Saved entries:
^^^^^^^^
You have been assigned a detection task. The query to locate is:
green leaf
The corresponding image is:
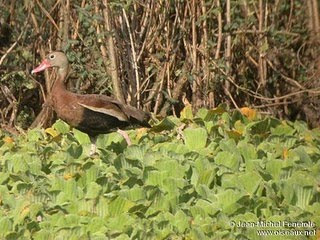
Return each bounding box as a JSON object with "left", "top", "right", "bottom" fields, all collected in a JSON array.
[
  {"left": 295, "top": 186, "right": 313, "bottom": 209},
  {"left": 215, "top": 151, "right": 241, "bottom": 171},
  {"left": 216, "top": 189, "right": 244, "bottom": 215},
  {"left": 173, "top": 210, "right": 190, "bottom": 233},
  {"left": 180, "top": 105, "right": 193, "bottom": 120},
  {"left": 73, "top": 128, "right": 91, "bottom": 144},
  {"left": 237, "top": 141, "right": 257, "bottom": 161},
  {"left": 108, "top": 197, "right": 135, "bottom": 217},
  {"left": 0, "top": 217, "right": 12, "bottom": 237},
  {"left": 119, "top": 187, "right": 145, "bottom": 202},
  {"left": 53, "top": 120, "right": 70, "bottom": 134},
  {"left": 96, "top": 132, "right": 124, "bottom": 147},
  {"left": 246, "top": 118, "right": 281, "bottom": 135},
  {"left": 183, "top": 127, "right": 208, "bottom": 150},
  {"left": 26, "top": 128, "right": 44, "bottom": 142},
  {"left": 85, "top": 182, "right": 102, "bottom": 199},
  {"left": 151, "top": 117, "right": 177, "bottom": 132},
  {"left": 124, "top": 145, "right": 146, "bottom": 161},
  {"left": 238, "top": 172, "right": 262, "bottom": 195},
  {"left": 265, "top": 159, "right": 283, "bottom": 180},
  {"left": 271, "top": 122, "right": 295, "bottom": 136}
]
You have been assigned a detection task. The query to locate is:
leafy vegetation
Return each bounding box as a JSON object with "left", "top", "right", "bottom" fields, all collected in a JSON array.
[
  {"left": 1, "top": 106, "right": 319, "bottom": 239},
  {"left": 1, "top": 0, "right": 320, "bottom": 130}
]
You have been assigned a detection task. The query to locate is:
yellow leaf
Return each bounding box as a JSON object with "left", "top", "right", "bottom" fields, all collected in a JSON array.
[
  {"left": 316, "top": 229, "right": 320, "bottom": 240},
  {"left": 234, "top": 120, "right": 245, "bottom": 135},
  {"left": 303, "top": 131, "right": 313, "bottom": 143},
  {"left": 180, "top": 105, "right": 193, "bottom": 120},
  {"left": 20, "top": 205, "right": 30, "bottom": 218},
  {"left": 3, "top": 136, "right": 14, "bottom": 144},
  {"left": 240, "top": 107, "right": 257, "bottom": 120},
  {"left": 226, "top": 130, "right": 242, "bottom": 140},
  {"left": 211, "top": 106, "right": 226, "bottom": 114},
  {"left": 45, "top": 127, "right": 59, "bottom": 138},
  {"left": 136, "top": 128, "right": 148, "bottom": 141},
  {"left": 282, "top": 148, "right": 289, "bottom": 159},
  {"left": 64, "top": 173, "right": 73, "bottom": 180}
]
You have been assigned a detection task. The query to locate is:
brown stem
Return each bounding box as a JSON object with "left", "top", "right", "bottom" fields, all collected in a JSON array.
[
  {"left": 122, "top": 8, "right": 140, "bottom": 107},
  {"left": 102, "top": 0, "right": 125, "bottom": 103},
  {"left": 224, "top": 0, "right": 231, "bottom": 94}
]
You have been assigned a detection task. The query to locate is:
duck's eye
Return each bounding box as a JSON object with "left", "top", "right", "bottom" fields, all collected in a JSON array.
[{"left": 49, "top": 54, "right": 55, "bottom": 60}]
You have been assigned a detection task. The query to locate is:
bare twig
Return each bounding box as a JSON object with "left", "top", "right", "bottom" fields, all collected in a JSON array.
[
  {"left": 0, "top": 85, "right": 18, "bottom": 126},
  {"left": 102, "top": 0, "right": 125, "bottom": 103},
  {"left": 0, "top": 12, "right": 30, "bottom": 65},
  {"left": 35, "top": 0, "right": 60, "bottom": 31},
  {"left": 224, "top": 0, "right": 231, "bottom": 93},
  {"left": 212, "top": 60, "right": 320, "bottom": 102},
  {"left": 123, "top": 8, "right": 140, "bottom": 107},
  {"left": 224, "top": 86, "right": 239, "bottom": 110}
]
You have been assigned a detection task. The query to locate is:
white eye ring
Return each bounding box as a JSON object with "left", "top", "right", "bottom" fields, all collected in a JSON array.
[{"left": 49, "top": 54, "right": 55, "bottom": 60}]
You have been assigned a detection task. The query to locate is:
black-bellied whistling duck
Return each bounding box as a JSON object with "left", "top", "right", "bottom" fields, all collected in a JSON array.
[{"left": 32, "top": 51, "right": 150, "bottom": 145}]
^^^^^^^^
**Task instructions**
Write the entries out again exactly as they appear, with the pictures omitted.

**Answer for the task**
You have been assigned a detection task. The query to locate is:
green leaf
The corresponding image is:
Return each bounding box as a JSON object with "left", "top", "right", "bottom" fields, all collected in a JSON array.
[
  {"left": 295, "top": 186, "right": 313, "bottom": 209},
  {"left": 215, "top": 151, "right": 241, "bottom": 171},
  {"left": 216, "top": 189, "right": 244, "bottom": 215},
  {"left": 173, "top": 210, "right": 190, "bottom": 233},
  {"left": 180, "top": 105, "right": 193, "bottom": 120},
  {"left": 73, "top": 128, "right": 91, "bottom": 144},
  {"left": 237, "top": 141, "right": 257, "bottom": 161},
  {"left": 108, "top": 197, "right": 135, "bottom": 217},
  {"left": 0, "top": 217, "right": 12, "bottom": 237},
  {"left": 119, "top": 187, "right": 145, "bottom": 202},
  {"left": 53, "top": 120, "right": 70, "bottom": 134},
  {"left": 96, "top": 132, "right": 124, "bottom": 147},
  {"left": 246, "top": 118, "right": 281, "bottom": 135},
  {"left": 183, "top": 127, "right": 208, "bottom": 150},
  {"left": 26, "top": 128, "right": 44, "bottom": 142},
  {"left": 85, "top": 182, "right": 102, "bottom": 199},
  {"left": 151, "top": 117, "right": 177, "bottom": 132},
  {"left": 124, "top": 145, "right": 146, "bottom": 161},
  {"left": 238, "top": 172, "right": 262, "bottom": 195},
  {"left": 265, "top": 159, "right": 283, "bottom": 180},
  {"left": 271, "top": 122, "right": 295, "bottom": 136}
]
You have been assigned a detection task. The query to locate is:
leafy vegetation
Return each bounding box as a JSON object with "left", "top", "right", "bottom" fields, all collected in a JSON array.
[
  {"left": 1, "top": 106, "right": 319, "bottom": 239},
  {"left": 1, "top": 0, "right": 320, "bottom": 130}
]
You have been assigned a detection task. The query to locate is:
yellow leaf
Return each bounding box as a JSON object with "left", "top", "right", "bottom" fields, all collected in a JSON array.
[
  {"left": 316, "top": 229, "right": 320, "bottom": 240},
  {"left": 234, "top": 120, "right": 245, "bottom": 135},
  {"left": 303, "top": 131, "right": 313, "bottom": 143},
  {"left": 180, "top": 105, "right": 193, "bottom": 120},
  {"left": 20, "top": 205, "right": 30, "bottom": 218},
  {"left": 3, "top": 136, "right": 14, "bottom": 144},
  {"left": 240, "top": 107, "right": 257, "bottom": 120},
  {"left": 226, "top": 130, "right": 242, "bottom": 140},
  {"left": 211, "top": 106, "right": 226, "bottom": 114},
  {"left": 45, "top": 127, "right": 59, "bottom": 138},
  {"left": 136, "top": 128, "right": 148, "bottom": 141},
  {"left": 282, "top": 148, "right": 289, "bottom": 159},
  {"left": 64, "top": 173, "right": 73, "bottom": 180}
]
You have been assigned a detection task. The query to locate is:
brown stem
Return each bounding box as a JSON object with "left", "top", "right", "bottom" fields, all collected in a JSON array.
[
  {"left": 122, "top": 8, "right": 140, "bottom": 107},
  {"left": 102, "top": 0, "right": 125, "bottom": 103},
  {"left": 224, "top": 0, "right": 231, "bottom": 94}
]
You have been assigned a detection task. The query to locate is:
duck's eye
Return each bounding box as a JSON object with "left", "top", "right", "bottom" fields, all collected in a JSON array.
[{"left": 49, "top": 54, "right": 55, "bottom": 60}]
You have been assigned a detection task. The query to locate is:
bare twig
Return each bounding box as a JSON object with "left", "top", "right", "bottom" fields, all collected in a JSON array.
[
  {"left": 0, "top": 85, "right": 18, "bottom": 126},
  {"left": 102, "top": 0, "right": 125, "bottom": 103},
  {"left": 0, "top": 12, "right": 30, "bottom": 65},
  {"left": 35, "top": 0, "right": 60, "bottom": 31},
  {"left": 224, "top": 0, "right": 231, "bottom": 93},
  {"left": 212, "top": 60, "right": 320, "bottom": 102},
  {"left": 123, "top": 8, "right": 140, "bottom": 107},
  {"left": 224, "top": 86, "right": 239, "bottom": 110}
]
You have been assigned a detection task. The query to locate is:
white eye ring
Return each bounding box as a JSON object with "left", "top", "right", "bottom" fields, all collected in a JSON array.
[{"left": 49, "top": 54, "right": 55, "bottom": 60}]
You have been assigned a detection task. The query to locate is:
black-bellied whistling duck
Return each bounding box as a JSON object with "left", "top", "right", "bottom" fields, all collected in a JSON array.
[{"left": 32, "top": 51, "right": 150, "bottom": 145}]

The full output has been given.